Rewrite the entries below, keeping every line, starting at the line containing "Annotation guideline — the target class is buddha's elongated" and ending at the line containing "113;42;175;119". Shift each coordinate in the answers by -4.

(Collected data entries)
══════════════════════════════

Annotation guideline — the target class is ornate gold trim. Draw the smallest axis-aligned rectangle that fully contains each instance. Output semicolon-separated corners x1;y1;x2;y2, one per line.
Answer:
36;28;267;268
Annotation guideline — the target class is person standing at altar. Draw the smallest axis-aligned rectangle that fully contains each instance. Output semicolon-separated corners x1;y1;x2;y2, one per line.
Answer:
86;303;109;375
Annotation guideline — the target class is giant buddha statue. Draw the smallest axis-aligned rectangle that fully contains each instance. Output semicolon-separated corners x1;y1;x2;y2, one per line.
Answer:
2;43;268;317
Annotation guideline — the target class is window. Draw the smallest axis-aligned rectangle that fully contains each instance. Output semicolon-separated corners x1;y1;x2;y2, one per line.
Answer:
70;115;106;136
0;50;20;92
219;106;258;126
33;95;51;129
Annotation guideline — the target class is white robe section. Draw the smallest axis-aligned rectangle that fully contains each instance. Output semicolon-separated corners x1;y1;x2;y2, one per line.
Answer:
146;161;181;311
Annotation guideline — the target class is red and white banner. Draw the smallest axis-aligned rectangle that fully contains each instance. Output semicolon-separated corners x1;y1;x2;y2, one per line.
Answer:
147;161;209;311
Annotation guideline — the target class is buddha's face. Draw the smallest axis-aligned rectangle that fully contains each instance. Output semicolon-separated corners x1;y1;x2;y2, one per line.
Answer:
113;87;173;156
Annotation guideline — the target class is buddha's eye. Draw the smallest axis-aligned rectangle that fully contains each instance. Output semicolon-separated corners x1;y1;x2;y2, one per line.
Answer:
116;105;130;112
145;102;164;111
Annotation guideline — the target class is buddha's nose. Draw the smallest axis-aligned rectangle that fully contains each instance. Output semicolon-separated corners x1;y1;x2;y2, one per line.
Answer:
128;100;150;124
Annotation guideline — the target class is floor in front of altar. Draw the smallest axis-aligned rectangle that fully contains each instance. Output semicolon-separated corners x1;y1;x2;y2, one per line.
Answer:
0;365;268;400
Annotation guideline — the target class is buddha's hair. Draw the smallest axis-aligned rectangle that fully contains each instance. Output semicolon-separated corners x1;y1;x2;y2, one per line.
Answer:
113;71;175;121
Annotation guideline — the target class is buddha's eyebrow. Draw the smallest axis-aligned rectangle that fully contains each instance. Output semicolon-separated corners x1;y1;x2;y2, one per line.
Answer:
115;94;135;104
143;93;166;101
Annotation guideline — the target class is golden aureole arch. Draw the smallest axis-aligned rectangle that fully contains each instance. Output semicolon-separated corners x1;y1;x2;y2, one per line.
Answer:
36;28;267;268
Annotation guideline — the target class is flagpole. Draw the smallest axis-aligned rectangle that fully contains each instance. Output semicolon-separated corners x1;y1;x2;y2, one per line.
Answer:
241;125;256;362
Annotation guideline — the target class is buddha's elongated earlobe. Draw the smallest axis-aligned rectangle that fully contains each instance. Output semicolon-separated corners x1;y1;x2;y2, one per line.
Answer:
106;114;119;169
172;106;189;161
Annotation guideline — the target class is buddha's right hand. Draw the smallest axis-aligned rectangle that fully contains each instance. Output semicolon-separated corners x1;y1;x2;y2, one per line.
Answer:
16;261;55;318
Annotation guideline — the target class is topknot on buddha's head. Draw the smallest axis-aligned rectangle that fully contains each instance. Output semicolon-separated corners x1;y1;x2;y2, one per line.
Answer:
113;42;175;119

══════════════════════════════

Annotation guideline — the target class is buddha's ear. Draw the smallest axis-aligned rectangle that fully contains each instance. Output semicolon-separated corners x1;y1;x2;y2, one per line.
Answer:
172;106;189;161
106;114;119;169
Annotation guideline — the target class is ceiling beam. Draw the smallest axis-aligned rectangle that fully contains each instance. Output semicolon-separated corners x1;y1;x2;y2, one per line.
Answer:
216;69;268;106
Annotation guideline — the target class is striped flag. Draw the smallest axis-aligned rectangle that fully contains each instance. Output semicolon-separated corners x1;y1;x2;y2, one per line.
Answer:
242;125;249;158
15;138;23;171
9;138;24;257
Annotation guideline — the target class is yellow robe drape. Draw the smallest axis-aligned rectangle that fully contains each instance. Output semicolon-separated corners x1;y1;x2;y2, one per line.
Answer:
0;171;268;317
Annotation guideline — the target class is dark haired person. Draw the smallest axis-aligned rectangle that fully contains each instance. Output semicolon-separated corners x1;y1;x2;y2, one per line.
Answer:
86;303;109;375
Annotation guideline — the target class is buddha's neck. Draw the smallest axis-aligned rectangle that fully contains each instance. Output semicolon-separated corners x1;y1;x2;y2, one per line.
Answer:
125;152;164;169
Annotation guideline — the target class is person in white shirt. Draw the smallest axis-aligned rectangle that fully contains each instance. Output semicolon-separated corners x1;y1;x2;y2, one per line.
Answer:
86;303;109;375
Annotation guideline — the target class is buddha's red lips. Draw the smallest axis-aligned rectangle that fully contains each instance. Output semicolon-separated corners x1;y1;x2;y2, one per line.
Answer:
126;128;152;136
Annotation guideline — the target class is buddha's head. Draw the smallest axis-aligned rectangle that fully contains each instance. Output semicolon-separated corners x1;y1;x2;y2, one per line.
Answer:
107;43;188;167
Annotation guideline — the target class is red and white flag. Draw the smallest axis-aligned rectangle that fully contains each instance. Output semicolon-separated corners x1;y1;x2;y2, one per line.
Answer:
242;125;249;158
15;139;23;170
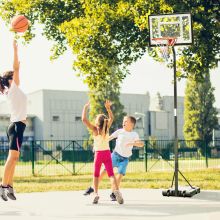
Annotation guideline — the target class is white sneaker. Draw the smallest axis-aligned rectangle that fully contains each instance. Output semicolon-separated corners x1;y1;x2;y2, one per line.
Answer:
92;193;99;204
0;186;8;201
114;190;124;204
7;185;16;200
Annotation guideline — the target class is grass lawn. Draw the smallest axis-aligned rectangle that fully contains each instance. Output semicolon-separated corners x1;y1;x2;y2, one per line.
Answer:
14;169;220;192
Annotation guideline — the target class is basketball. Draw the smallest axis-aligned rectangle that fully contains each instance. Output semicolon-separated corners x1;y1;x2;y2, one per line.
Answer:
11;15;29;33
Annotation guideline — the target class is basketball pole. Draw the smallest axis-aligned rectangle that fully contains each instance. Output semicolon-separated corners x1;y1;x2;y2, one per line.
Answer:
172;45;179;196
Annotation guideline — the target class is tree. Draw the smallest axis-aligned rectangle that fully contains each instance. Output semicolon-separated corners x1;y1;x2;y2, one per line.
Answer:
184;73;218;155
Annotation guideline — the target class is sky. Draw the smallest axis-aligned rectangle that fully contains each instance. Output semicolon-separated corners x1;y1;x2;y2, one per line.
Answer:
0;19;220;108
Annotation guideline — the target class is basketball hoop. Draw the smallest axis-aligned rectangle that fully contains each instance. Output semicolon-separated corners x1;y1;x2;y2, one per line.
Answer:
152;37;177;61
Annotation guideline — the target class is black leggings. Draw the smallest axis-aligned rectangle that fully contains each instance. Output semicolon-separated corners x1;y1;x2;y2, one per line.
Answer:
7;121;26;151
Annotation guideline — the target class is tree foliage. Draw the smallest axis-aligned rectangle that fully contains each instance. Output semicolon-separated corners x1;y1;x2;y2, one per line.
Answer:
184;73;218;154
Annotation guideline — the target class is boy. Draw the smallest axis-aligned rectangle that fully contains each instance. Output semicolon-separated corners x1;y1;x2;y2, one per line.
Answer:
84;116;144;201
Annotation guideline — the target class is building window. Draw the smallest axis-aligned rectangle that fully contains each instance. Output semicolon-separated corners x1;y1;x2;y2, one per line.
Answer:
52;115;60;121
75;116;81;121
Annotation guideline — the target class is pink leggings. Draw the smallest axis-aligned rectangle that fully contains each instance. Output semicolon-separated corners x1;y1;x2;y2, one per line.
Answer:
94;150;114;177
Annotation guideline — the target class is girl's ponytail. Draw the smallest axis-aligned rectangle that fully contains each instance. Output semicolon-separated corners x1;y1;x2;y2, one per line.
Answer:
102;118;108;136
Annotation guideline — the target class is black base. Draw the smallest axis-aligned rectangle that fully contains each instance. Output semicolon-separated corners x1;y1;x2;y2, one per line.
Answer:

══════════════════════════════

• Final result
Annotation guideline — the target class is buddha's elongated earlobe. Draw the smallest axis-aligned rectangle that fully contains each instance. Output semicolon-separated corners x1;y1;x2;y2, one per line.
Answer:
102;110;115;165
168;102;185;157
Annotation guideline — the target class is buddha's right hand. Draw the smallest axis-aligned rectangle that fully contains each instance. Output semicolon-separated corners x1;y1;x2;y2, one per line.
Answer:
12;257;51;314
Annotation guideline — the target class is topknot on buddha's head. Draw the smallest axis-aligned rectangle that fully contains each instance. Output semicolon-separated corners x1;y1;x2;y2, one per line.
Answer:
109;38;171;115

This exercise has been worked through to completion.